> [INSTRUCTIONS TO FOLLOW] Transcribe the material word for word, but without the images.

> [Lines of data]
══════════

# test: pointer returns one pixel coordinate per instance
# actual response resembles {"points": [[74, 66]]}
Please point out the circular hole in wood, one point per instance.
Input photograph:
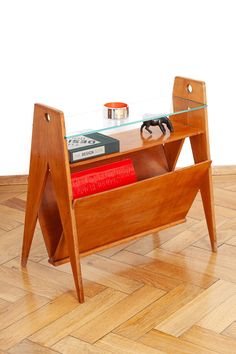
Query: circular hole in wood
{"points": [[47, 117], [189, 88]]}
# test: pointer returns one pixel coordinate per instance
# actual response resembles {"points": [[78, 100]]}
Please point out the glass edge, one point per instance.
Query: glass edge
{"points": [[135, 122]]}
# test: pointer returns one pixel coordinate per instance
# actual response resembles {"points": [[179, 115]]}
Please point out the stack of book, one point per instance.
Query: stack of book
{"points": [[102, 178], [91, 145]]}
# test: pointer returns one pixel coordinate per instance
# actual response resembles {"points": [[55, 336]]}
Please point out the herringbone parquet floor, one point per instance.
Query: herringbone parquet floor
{"points": [[165, 293]]}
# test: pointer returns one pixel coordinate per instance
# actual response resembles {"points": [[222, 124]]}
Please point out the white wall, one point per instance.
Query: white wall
{"points": [[78, 54]]}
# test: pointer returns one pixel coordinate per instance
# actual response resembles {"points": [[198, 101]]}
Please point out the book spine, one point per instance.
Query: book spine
{"points": [[102, 180], [90, 152]]}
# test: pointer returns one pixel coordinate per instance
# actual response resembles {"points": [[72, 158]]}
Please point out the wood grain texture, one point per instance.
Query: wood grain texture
{"points": [[31, 324], [68, 229], [170, 344], [117, 314], [192, 312], [210, 340]]}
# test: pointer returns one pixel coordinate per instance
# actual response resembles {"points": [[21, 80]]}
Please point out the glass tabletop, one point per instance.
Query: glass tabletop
{"points": [[96, 121]]}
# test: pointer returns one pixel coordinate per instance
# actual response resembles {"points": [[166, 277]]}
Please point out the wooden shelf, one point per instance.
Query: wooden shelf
{"points": [[161, 198], [132, 140]]}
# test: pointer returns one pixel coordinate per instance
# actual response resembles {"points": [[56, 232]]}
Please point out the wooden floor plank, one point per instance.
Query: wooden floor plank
{"points": [[170, 281], [172, 345], [175, 271], [75, 319], [118, 314], [15, 203], [127, 271], [14, 312], [196, 309], [10, 292], [155, 313], [27, 347], [210, 340], [54, 277], [71, 345], [220, 317], [36, 320], [230, 331], [120, 345]]}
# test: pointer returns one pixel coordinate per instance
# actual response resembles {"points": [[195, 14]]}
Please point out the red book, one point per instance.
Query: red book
{"points": [[102, 178]]}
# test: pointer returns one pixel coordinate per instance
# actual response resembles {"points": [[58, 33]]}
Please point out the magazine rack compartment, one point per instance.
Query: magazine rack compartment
{"points": [[137, 209], [161, 197]]}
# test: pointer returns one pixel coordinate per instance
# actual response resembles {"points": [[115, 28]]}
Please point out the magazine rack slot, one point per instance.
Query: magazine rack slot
{"points": [[161, 197]]}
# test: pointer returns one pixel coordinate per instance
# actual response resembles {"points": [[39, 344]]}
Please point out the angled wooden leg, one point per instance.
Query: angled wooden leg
{"points": [[36, 184], [49, 155], [206, 189], [172, 151], [208, 204], [70, 234]]}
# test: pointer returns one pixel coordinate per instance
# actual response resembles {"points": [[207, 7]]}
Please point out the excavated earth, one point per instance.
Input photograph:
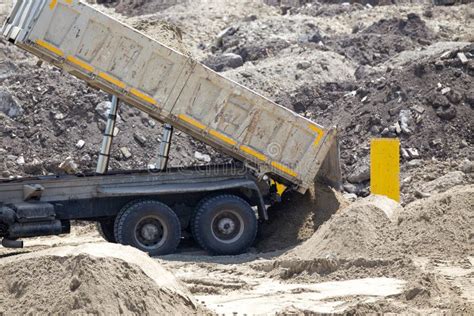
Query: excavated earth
{"points": [[402, 70]]}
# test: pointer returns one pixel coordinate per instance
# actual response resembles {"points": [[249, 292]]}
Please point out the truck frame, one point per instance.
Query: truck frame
{"points": [[275, 149]]}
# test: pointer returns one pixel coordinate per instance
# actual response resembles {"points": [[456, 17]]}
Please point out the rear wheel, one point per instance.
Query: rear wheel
{"points": [[150, 226], [225, 225]]}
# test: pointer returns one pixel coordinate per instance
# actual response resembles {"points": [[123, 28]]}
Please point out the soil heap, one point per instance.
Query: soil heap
{"points": [[441, 225], [85, 280]]}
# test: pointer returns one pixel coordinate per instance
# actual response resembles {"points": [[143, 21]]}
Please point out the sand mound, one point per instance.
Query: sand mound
{"points": [[413, 26], [376, 227], [90, 279], [353, 232], [438, 226], [297, 218]]}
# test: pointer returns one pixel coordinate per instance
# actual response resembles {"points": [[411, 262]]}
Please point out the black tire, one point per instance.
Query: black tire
{"points": [[106, 230], [150, 226], [225, 225]]}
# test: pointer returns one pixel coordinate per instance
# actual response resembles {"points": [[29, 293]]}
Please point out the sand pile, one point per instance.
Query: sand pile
{"points": [[355, 231], [298, 217], [90, 280], [441, 225]]}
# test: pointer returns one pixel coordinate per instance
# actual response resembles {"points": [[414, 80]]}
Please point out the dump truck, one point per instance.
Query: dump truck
{"points": [[274, 149]]}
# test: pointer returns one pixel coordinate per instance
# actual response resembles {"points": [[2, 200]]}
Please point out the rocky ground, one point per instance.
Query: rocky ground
{"points": [[401, 71]]}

══════════

> [WRITTEN RESPONSE]
# test: pointer returns one pixel coordinate per instance
# actual response resembles {"points": [[74, 66]]}
Please point out the circular hole in wood, one point per instance.
Input photograph:
Query: circular hole in wood
{"points": [[47, 117], [189, 88]]}
# test: pointer returns one pixel coordinate per instance
# actual response resembles {"points": [[78, 100]]}
Please point out the glass edge, one point per instance.
Query: glass edge
{"points": [[135, 122]]}
# test: pointer returns one pixel coordinate per instance
# actual response resembles {"points": [[179, 115]]}
Please point out the stack of book, one point per instance.
Query: stack of book
{"points": [[102, 178], [91, 145]]}
# test: pointer returns one pixel coordinate per instance
# actual response resembles {"points": [[55, 336]]}
Please point out the herringbone parquet floor, one point per instance.
Query: herringbone parquet floor
{"points": [[165, 293]]}
# test: pointer returns one pixel coordinate per instance
# actual response resembles {"points": [[222, 124]]}
Please point out the white wall, one point per instance.
Query: white wall
{"points": [[78, 54]]}
# test: pointer returns one pixel coordinate per instance
# actual response resembles {"points": [[198, 101]]}
Please point out the book spine, one point per instance.
Query: book spine
{"points": [[102, 180], [90, 152]]}
# test: pointer returns one pixel coordinate per instance
# actual response resembles {"points": [[72, 158]]}
Please point out the wood grain texture, one point per instance.
Query: wood grain texture
{"points": [[31, 324], [68, 229], [170, 344], [117, 314], [192, 312], [210, 340]]}
# test: pointer returns one pixel coordinate per instance
# actual response resembles {"points": [[21, 80]]}
Please point out the glass tabletop, one point per instance.
Query: glass tabletop
{"points": [[96, 121]]}
# test: pointer returns one pixel coordinate per instance
# actual response resembles {"points": [[166, 277]]}
Please point out the wooden shelf, one point per instance.
Query: wooden shelf
{"points": [[161, 198], [132, 140]]}
# test: pointer returns one pixel coordinate per instance
# actual response resembles {"points": [[56, 232]]}
Please point out the wooden floor plank, one point per instance.
Query: wooden floor plank
{"points": [[170, 281], [172, 345], [175, 271], [75, 319], [118, 314], [15, 203], [127, 271], [14, 312], [196, 309], [10, 292], [155, 313], [27, 347], [210, 340], [54, 277], [71, 345], [220, 317], [36, 320], [230, 331], [120, 345]]}
# test: pointer returns one pixel coordinate per instance
# actual response resembles {"points": [[195, 14]]}
Please point out the red book, one point per instance.
Query: red book
{"points": [[102, 178]]}
# test: pointer returns one pixel coordinate per instance
# actual response resembles {"points": [[58, 33]]}
Please point out the magazine rack compartment, one point per instance.
Query: magazine rack compartment
{"points": [[137, 209], [161, 197]]}
# test: pointer returns one pixel coordinate per instance
# actual response resembles {"points": [[115, 28]]}
Please point out the magazine rack slot, one point per instance.
Query: magazine rack slot
{"points": [[161, 197]]}
# test: pointer returns one pixel coordinate per instance
# actual response resembles {"points": [[39, 344]]}
Please point out the angled wooden leg, one point per instance.
Query: angled wooden leg
{"points": [[36, 184], [49, 155], [206, 189], [172, 151], [208, 204], [70, 234]]}
# test: pointer returns one pixel coordinate per instance
# actual response resembles {"points": [[207, 7]]}
Please point out the excavated earth, one point per instance.
Input photograph:
Query: excavated earth
{"points": [[402, 70]]}
# test: pointer returns one pixel coordinate per instance
# actual response resembles {"points": [[249, 292]]}
Please point out the truck frame, one point per instance.
Query: truck frame
{"points": [[275, 149]]}
# test: pointer returns one pixel coordinate per instance
# actual response resembles {"points": [[456, 17]]}
Please point out the rear wheel, one point per instance.
Query: rear wheel
{"points": [[150, 226], [225, 225]]}
# test: pointer returns one pixel coordinate per instance
# actual response resembles {"points": [[123, 28]]}
Please point out the soil heap, one point per instance.
Query: soil heap
{"points": [[441, 225], [85, 280]]}
# test: pointer returns one pixel coordinate per instance
# actual response resembles {"points": [[143, 21]]}
Please point out the sand mound, one point per instance.
Query: sand mound
{"points": [[413, 26], [376, 227], [90, 279], [353, 232], [438, 226], [297, 218]]}
# test: pointer returns one pixel coordinate per instance
# actual response resembles {"points": [[411, 262]]}
Please point out the black tire, one point per instance.
Query: black tire
{"points": [[106, 230], [150, 226], [225, 225]]}
# test: pointer returns one pixel coordinate per instance
# actual response resembles {"points": [[29, 293]]}
Please point out the sand pile, one point per instance.
Query: sand pile
{"points": [[355, 231], [298, 217], [90, 280], [441, 225]]}
# test: pointer returns one pixel coordinate per instance
# actual response resembles {"points": [[414, 80]]}
Please point out the dump truck, one point per instance.
Query: dump truck
{"points": [[274, 149]]}
# test: pointer returns one pixel coordinate per instance
# actual response resembles {"points": [[2, 200]]}
Please point out the rocky ground, one point per instance.
Query: rocky ground
{"points": [[401, 71]]}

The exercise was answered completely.